[Start Records]

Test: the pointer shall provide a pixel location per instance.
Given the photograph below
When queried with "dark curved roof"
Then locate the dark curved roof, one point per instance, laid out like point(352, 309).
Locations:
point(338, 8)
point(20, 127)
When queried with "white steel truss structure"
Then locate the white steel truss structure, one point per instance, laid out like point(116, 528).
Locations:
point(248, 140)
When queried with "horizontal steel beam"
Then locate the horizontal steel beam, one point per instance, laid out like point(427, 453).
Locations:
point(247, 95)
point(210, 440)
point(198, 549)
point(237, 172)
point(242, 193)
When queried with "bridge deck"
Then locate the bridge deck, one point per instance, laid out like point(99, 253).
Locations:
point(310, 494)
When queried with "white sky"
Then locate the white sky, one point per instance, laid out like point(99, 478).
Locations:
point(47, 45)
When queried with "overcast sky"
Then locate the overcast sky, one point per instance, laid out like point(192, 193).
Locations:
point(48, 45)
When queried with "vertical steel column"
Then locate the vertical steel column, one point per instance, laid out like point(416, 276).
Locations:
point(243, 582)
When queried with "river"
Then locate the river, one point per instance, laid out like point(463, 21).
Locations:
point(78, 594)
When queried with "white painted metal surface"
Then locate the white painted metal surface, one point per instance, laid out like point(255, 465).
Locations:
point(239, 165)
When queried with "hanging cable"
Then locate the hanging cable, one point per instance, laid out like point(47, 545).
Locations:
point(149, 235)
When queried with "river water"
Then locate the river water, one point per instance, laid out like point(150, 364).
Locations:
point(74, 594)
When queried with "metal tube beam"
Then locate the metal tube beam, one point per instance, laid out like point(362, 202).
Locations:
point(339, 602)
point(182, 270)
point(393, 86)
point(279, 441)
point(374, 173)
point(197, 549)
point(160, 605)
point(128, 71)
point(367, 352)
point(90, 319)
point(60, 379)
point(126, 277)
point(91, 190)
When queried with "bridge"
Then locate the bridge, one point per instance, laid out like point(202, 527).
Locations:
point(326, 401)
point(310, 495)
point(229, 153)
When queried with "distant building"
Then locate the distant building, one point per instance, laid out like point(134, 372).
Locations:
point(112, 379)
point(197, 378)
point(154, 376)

[End Records]

### Given exercise
Please update the data from its first line up to and including the line with "point(20, 127)" by changing "dark curved roof" to "dark arched roof" and leaving everything else as it is. Give back only those lines.

### Exercise solution
Test: the pointer shall provide a pixel location per instance.
Given the photograph below
When queried with "dark arched roof"
Then locate the dark arched roof, one point per instance, laid out like point(352, 309).
Locations:
point(338, 8)
point(20, 127)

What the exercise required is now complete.